(SHORT PROBLEM):
Reproduce the data below word for word, keeping every line unchanged and in its original order.

(RECORDS SUPPLIED):
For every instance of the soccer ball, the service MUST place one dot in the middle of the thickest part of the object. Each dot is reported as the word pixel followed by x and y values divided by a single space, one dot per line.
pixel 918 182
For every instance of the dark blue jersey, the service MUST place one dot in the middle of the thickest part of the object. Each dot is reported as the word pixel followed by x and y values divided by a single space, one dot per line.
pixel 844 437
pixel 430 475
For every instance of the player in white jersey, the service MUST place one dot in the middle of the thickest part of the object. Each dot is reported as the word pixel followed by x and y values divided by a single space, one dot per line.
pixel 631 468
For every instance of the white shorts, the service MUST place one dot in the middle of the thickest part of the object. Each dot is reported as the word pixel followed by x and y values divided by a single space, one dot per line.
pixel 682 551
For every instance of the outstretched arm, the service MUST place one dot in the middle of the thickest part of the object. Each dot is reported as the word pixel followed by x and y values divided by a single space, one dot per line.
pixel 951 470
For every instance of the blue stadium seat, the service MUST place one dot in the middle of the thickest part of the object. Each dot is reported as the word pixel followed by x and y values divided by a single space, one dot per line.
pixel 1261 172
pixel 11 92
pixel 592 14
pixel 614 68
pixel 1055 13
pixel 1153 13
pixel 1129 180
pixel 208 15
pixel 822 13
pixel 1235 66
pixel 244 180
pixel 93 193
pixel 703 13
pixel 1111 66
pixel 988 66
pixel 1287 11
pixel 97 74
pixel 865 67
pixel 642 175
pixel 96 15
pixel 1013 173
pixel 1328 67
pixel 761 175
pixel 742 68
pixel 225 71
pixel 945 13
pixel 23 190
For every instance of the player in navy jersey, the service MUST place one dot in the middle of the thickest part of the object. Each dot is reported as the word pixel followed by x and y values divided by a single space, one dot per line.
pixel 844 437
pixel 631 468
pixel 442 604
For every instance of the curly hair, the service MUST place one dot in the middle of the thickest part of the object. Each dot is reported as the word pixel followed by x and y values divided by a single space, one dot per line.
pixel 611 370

(EXERCISE RESULT):
For every instance of the soccer ball, the service MUST place one dot in the middle of the thickest part of the object. Each dot is reported as the word pixel followed by x and y values divided by a single space, one dot per line.
pixel 918 182
For every instance of the dark blue jersey, the service MUST place one dot in the middle of the thickest part of the object. Each dot is reported as the word pixel followed by x and y values divided by a single space, one dot per line.
pixel 844 437
pixel 430 475
For every instance of the player in white jersey, the service MUST place one dot in the middle of the thickest part of the object. Each dot is reported as the word pixel followed by x and y values divided by a single space, one dot per line.
pixel 631 468
For every instance of the white shorts, the service MUST place one dot in the middle of the thickest part of the object. Each dot is reported as the word pixel followed by x and y values divided by a single space, one dot per line.
pixel 682 551
For every instance of the outstretched arm, the service MUST place one dot in the middle of the thickest part of the object. Each dot is reported as the word pixel followed by x and y values divided by a single space, one dot per line.
pixel 951 470
For every instance of the blue stadium seat, the service MUST place one dot in the middle of the thickest part of the object. Each dot is reported as the word pixel followed by x and y values divided by a single space, one dot per line.
pixel 1261 172
pixel 11 92
pixel 592 14
pixel 614 68
pixel 1055 13
pixel 1153 13
pixel 1129 180
pixel 208 15
pixel 822 13
pixel 1235 66
pixel 244 180
pixel 93 193
pixel 703 13
pixel 1111 66
pixel 988 66
pixel 1287 11
pixel 97 74
pixel 865 67
pixel 642 175
pixel 96 15
pixel 1013 173
pixel 1328 67
pixel 761 175
pixel 742 68
pixel 225 71
pixel 945 13
pixel 23 190
For every instance of the player in navy jersey, the service MUST place one dot in the middle of the thickest part of the object. Each dot is reported as the word pixel followed by x and y values divided by a single space, one dot per line.
pixel 844 437
pixel 631 468
pixel 442 604
For every instance of the curly hair, the service MUST place one dot in the middle of the thickest part of the object. Each dot is reported as the word pixel followed by x and y values divided by a single space, one dot per line.
pixel 611 370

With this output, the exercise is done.